▶ **READING TEXT**:
+--

Like many other people, I build reminders into my day. I attach sticky notes to the edge of my computer screen or workspace. I set an alarm on my phone to tell me when to get up in the morning so that I can deliver one of my kids to school or work on time. Most of my calendar events have a reminder notification set for 10 minutes before the event. On occasion I email myself a nudge to follow up on something the next day. Admittedly, I need help remembering all sorts of things. Maybe that’s true for you too. 

“Do not forget” 

I find it interesting, then, that as Moses prepared God’s people for life in the promised land, he returned repeatedly to the phrase “Do not forget.” 

For example, in Deuteronomy 4:9, Moses urges the people: “Only be careful, and watch yourselves closely so that you do not forget the things your eyes have seen or let them fade from your heart as long as you live. Teach them to your children and to their children after them.” Similar commands appear in Deuteronomy 6 and 8, where Moses warns the people not to forget God as they enjoy the material blessings God will give them in the new land. Somehow God understood that even after all the miraculous interventions to liberate them from slavery in Egypt, Israel would have a tendency to forget about God. 

When we hear the whole story of God’s people, we learn that in fact they did forget God and God’s commands many times over. The pattern of turning away from and forgetting God—a pattern that runs from the generation after Joshua all the way through the generations of kings—culminates in exile for God’s people. 

Jeremiah picks up the judgment connected to this forgetfulness. “‘I will scatter you like chaff driven by the desert wind. This is your lot, the portion I have decreed for you,’ declares the Lord, ‘because you have forgotten me and trusted in false gods’” (Jer. 13:24-25). The command “Do not forget” becomes a central anchoring point for the story of God’s people. 

Invitation to Remember

While the warnings against forgetting God are clear, the invitations to remember are even stronger and more frequent in Scripture. For example, in Numbers 15:38-41 God gives Moses this instruction on how the Israelites’ clothing can help them to remember God as their deliverer: 

“Speak to the Israelites and say to them: ‘Throughout the generations to come you are to make tassels on the corners of your garments, with a blue cord on each tassel. You will have these tassels to look at and so you will remember all the commands of the Lord, that you may obey them and not prostitute yourselves by chasing after the lusts of your own hearts and eyes. Then you will remember to obey all my commands and will be consecrated to your God. I am the Lord your God, who brought you out of Egypt to be your God. I am the Lord your God.’”

+--

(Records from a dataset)
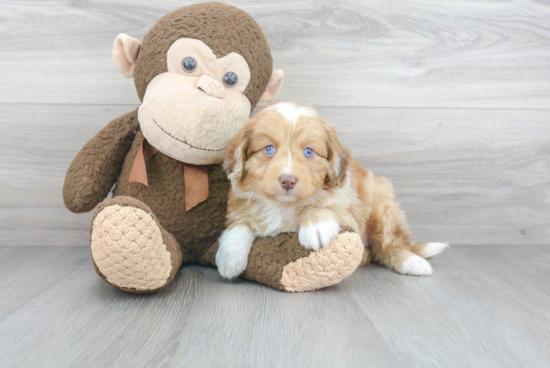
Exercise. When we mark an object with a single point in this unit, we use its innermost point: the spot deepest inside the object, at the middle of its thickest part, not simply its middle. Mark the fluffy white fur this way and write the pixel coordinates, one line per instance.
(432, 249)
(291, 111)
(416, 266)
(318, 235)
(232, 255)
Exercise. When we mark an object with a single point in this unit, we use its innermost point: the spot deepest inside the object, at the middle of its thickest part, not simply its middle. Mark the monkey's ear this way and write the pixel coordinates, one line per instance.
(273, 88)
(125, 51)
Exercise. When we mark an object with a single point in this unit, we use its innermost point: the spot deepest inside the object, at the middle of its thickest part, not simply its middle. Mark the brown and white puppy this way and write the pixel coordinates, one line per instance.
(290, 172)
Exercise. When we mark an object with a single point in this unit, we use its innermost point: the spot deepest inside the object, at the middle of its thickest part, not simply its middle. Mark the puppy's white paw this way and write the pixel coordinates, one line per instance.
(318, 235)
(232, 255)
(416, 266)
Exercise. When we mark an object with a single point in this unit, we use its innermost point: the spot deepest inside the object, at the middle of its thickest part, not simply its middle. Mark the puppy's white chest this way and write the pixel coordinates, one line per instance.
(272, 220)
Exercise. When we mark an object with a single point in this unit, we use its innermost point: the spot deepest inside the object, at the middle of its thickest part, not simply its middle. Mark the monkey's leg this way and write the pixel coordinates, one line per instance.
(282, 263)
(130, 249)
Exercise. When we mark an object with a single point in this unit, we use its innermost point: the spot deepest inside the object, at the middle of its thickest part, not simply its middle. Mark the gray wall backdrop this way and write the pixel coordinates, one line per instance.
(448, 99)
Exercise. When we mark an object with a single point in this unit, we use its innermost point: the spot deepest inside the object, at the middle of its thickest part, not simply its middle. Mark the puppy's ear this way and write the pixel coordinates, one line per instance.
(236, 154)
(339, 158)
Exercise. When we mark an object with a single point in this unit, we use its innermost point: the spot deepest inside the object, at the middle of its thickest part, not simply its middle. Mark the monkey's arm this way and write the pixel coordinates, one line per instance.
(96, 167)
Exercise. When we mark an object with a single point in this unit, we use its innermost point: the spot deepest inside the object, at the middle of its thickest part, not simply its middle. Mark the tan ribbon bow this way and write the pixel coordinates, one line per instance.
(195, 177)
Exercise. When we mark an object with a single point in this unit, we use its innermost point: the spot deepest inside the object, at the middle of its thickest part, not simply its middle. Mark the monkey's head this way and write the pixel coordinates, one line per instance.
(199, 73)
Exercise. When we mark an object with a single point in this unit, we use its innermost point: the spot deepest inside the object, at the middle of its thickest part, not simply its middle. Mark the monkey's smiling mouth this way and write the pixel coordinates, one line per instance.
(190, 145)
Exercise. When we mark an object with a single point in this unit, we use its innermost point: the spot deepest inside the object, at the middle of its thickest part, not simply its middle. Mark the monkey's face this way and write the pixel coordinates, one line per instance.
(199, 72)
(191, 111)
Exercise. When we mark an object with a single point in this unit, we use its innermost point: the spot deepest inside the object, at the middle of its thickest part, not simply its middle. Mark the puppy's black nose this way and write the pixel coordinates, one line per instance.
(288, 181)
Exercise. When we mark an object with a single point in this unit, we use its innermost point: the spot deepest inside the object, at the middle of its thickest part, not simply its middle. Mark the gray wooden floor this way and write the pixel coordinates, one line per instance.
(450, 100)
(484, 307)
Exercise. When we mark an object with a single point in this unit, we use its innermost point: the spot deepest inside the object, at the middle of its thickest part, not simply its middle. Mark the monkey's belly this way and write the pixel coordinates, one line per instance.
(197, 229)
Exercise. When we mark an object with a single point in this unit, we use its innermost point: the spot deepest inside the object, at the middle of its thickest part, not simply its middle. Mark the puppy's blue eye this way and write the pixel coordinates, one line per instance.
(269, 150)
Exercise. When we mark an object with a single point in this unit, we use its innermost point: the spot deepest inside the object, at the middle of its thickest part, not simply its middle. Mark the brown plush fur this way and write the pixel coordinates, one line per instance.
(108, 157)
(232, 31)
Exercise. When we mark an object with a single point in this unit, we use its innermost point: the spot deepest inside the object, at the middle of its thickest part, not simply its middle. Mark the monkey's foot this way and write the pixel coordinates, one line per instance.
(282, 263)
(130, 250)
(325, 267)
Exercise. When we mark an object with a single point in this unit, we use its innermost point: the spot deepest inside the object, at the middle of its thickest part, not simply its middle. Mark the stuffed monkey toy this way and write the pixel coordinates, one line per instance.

+--

▶ **TASKS TO PERFORM**:
• 1. In the passage on remembering God, how long before an event is the reminder notification set on most of the writer's calendar events?
• 2. Write what follows the final sentence of the passage on remembering God.

▶ **ANSWERS FOR THE EXERCISE**:
• 1. 10 minutes before the event.

• 2.
Some of the psalmists add their own personal commitment to remembering the ways God intervened for Israel. For example, in Psalm 77:11 we hear the psalmist recalling how God performed miracles in previous generations: “I will remember the deeds of the Lord; yes, I will remember your miracles of long ago.” 

Several of the prophets add their own calls to remember God’s faithfulness and mighty works, including Isaiah. Anchored in the assurance that God will not forget Israel, Isaiah writes: “‘Remember these things, Jacob, for you, Israel, are my servant. I have made you, you are my servant; Israel, I will not forget you. I have swept away your offenses like a cloud, your sins like the morning mist. Return to me, for I have redeemed you’” (Isa. 44:21-22).

And in Revelation 3:2-3, we hear in Jesus’ letter to one of the early churches, calling them to be revived by remembering the gospel that has been given to them: Wake up! Strengthen what remains and is about to die, for I have found your deeds unfinished in the sight of my God. Remember, therefore, what you have received and heard; hold it fast, and repent.”

In this context we begin to see that the faith practice of remembering centers our attention on what God has done in our lives, deepening our assurance that God is with us here and now, and expanding our hope and anticipation for what God will yet do.

Four ways to engage remembering as a faith practice

Many of our engagements with the faith practice of remembering take place in our communal worship gatherings. But the biblical patterns point to how we can engage this practice throughout our lives. Here are four ideas that can serve as a springboard for imagining how we might practice remembering. 

Recall the mighty acts of God in salvation history. Within communal worship settings, the sacraments of baptism and communion are primary examples of how we remember God’s faithfulness throughout history—and particularly in Jesus’ death and resurrection. Traditional baptism liturgies often reference God saving Noah from the flood and bringing Israel across the Red Sea and the Jordan River on dry ground. One of the more common phrases we hear when participating in communion is “Take, eat, remember, and believe that the body of Jesus Christ was given for the complete forgiveness of all of our sins.” These practices of remembering remind us of who God is, what God has done, and who we are because of that. 

Tell the stories of God’s faithfulness shown to previous generations. Psalm 145:4 tells of how “one generation commends [God’s] works to another.” Passages like Hebrews 11 model for us how paying attention to the stories of God’s faithfulness in previous generations can encourage our faith today. Our faith is nurtured as we read stories in Scripture and when we seek out the stories of people from generations before us. By listening to their experiences, including their doubts and struggles as well as their faithfulness in the midst of trying circumstances, we grow in our capacity to discern how the Spirit leads us into faithful living today. 

Encounter the stories of God’s faithfulness in different cultural contexts. Peter’s encounter with Cornelius the Gentile shows how we need to experience the faith of people in other cultures for our own faith to grow. As Peter saw the Spirit moving among Cornelius and the people gathered in his home, he said, “I now realize how true it is that God does not show favoritism but accepts from every nation the one who fears him and does what is right” (Acts 10:34-35). Peter is clearly surprised how his knowledge of God grows when he hears Cornelius recall the story of his own interactions with God. By listening to people from cultural contexts beyond our own backgrounds as they remember their stories of God’s faithfulness, we grow in our knowledge and understanding of who God is and how God works in the world.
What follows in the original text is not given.